» Exercise brief:
Which dollar amounts appear in the text on Uber's third-quarter revenue? List every one.

» Text for analysis:
+---+

The Associated Press reports this morning that "Uber’s food delivery business brought in more money during the third quarter than its signature rides business, showing just how much consumer behavior has changed — and how far the company has adapted — since the pandemic struck."
According to the story, "Uber brought in $3.13 billion in revenue, down 18% from the same time last year. Its mobility business, which includes ride-hailing, scooters and bikes, accounted for $1.37 billion of that, down 53% from the same time last year. Despite the decline, the rides business showed improvement from the second quarter, when it brought in just $790 million."
But, "Uber’s Eats business generated $1.45 billion in revenue, up 125% from a year ago as restaurants relied on Uber for delivery and the trend of people ordering in instead of dining out during the pandemic continued … Uber Eats continued to add restaurants to its app, and its partnerships with restaurants grew by more than 70% compared with last year. It also added a contactless payment feature to allow customers who are dining in restaurants to order or pay using their Uber Eats app.
"Uber also expanded its grocery delivery service, which is now operating in 10 countries outside the U.S. It also launched a prescription drug delivery pilot program in Dallas and Seattle."
- KC's View:
There's just one problem: as the AP writes, Uber's "rides business was more profitable than delivery."
I wonder if it might make sense for Uber to develop a delivery business that would allow its retail clients to private label it - while Instacart provides infrastructure, retailers would have a greater sense of ownership. Could this be a way to generate greater usage, especially if they could come up with a new cost-sharing formula that would benefit both parties?

+---+

» Given data:

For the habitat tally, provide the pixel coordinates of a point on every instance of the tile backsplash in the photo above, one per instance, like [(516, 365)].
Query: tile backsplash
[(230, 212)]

+---+

» Response to this task:
$3.13 billion, $1.37 billion, $790 million, $1.45 billion